** The data follows **
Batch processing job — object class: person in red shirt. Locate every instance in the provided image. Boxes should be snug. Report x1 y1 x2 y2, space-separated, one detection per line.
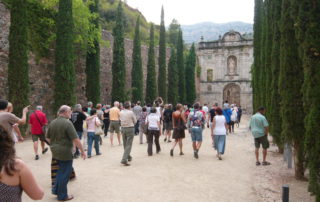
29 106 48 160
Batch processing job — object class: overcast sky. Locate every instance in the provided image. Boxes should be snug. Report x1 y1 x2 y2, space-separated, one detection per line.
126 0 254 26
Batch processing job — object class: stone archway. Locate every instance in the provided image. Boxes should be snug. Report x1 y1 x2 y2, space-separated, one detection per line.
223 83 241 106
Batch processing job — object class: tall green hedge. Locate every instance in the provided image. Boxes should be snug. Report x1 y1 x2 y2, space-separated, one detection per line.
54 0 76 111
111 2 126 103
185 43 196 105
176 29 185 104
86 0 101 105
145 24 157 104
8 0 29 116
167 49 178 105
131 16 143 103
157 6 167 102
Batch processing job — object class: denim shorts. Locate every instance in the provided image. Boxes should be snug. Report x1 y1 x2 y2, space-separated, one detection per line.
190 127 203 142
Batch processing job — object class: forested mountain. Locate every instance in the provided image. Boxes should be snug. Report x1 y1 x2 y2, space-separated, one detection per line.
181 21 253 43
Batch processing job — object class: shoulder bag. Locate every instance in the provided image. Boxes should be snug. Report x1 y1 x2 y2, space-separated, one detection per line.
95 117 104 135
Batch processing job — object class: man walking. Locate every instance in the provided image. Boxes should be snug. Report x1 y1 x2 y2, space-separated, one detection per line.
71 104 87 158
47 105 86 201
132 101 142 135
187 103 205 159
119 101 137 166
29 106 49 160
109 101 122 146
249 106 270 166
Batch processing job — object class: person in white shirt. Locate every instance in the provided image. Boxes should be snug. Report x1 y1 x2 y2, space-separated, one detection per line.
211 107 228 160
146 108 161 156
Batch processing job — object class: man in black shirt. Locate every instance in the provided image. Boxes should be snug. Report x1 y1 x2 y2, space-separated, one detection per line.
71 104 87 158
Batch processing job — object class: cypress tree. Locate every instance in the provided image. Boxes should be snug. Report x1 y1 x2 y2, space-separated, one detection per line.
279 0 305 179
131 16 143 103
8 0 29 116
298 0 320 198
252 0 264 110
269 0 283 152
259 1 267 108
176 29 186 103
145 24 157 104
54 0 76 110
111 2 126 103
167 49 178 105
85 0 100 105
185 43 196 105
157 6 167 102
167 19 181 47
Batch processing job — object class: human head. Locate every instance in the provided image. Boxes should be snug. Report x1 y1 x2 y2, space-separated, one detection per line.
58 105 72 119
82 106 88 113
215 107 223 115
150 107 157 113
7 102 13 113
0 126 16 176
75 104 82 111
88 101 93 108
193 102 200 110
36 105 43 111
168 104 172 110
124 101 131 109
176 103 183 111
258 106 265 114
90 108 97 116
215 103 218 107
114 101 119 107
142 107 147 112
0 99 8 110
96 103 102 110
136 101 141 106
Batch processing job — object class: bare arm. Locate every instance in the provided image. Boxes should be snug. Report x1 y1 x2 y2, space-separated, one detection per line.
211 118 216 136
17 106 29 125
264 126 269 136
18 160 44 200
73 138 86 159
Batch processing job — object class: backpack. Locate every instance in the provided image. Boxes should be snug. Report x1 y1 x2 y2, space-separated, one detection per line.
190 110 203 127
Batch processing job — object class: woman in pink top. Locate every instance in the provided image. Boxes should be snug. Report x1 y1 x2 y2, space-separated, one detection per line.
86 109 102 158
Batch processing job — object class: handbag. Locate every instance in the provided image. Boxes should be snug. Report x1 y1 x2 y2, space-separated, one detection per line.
** End of The data **
▶ Assigned task
The answer should consist of every line above, exact and free of images.

▶ Task solution
Batch processing job — object class: person in red shirt. Locate every instance in the provided image. Boxes should be snug. Report x1 y1 x2 y2, space-separated, one detection per line.
29 106 48 160
Batch processing job — object class: overcast sky. Locate every instance in the provided image. Boxes should be snug. Report x1 y1 x2 y2, space-separated, one detection per line.
126 0 254 26
Batch processing job — object class: stone archway. Locate every instance in the provided image. Boxes should be snug. Report x1 y1 x2 y2, space-separated, one detection per line.
223 83 241 106
Batch processing job — object class: tall green hedge. Locate every instance in the provided image. Boxes should be snug. Report x1 y1 x2 y2, space-separated, one detection per line.
54 0 76 111
111 2 126 103
185 43 196 105
176 29 185 104
86 0 101 105
145 24 157 104
8 0 29 116
167 49 178 105
131 16 143 103
157 6 167 102
Batch processing job — object class: denim shorts. Locate every instance in the provided image. Boxes should be snug. Report x1 y1 x2 y2, space-separated, one detection per line.
190 127 203 142
Batch processing job — object class: forested mountain. Locate every instance in the provided image. Boxes should be snug. Report x1 y1 x2 y2, space-separated, one detection per line.
181 21 253 43
Batch processing job — object class: shoulder bag. Locate every instance in the provided image. Boxes should be snug. Report x1 y1 x2 y2, space-separated, one detection per line.
95 117 104 135
Batch processing job — object class: man walking. Locate every instance in the provided image. Boxes should be snug. Report x1 y1 x2 y2, space-separated, one detection per line.
71 104 87 158
47 105 86 201
132 101 142 135
187 103 205 159
119 101 137 166
29 106 49 160
109 101 122 146
249 106 270 166
Batch processing job — object class: person in white shirt. Locate every instance in the provided image. Boxes should be snug. Report x1 y1 x2 y2, space-separated, one detection per line.
211 107 228 160
146 108 161 156
Batch processing job — object class: man in black shirt. Locate every instance in the provided image. Boxes should be snug. Report x1 y1 x2 y2, space-separated, one detection per line.
71 104 87 158
Batch processing job — object class: cypress tree. Locate every instance in the provided image. Boxes should be snug. Report x1 y1 x2 y2, space-separated, one detection per line.
279 0 305 179
131 16 143 103
8 0 29 116
298 0 320 198
252 0 264 110
269 0 283 152
259 1 267 108
176 29 186 103
145 24 157 104
54 0 76 110
111 2 126 103
167 49 178 105
85 0 100 105
185 43 196 105
157 6 167 102
167 19 181 47
Batch processing job — object class: human head. Locate every instance in the provided image. Boxes should be snug. Report x1 y1 x2 y2, space-separated, one detection per line.
58 105 72 119
82 106 88 113
215 107 223 115
150 107 157 113
7 102 13 113
0 126 16 176
75 104 82 111
88 101 93 108
193 102 200 110
36 105 43 111
168 104 172 110
124 101 131 109
176 103 183 111
258 106 265 114
90 108 97 116
215 103 218 107
114 101 119 107
142 107 147 112
0 99 8 110
96 103 102 110
136 101 141 106
Batch processing job — object class: bare arm. Locate every instance in the provided image. Boxes should be snug. Report x1 y1 x2 y2, space-separated, one detection per line.
211 118 216 136
17 106 29 125
264 126 269 136
18 160 44 200
73 138 86 159
Batch processing job — object class: backpack. Locate every instance in the provided image. Boxes should be snug. Report x1 y1 x2 y2, space-separated, one detection per line.
190 110 203 127
Batch processing job — object class: woman in pink top. Locate every instance in the provided image. Boxes should be snug. Report x1 y1 x2 y2, space-separated, one detection per line.
86 109 102 158
Batch processing job — object class: handbag. Locate every instance in the provided image. Boxes should be snug. Report x1 y1 x2 y2, space-separated, one detection per line.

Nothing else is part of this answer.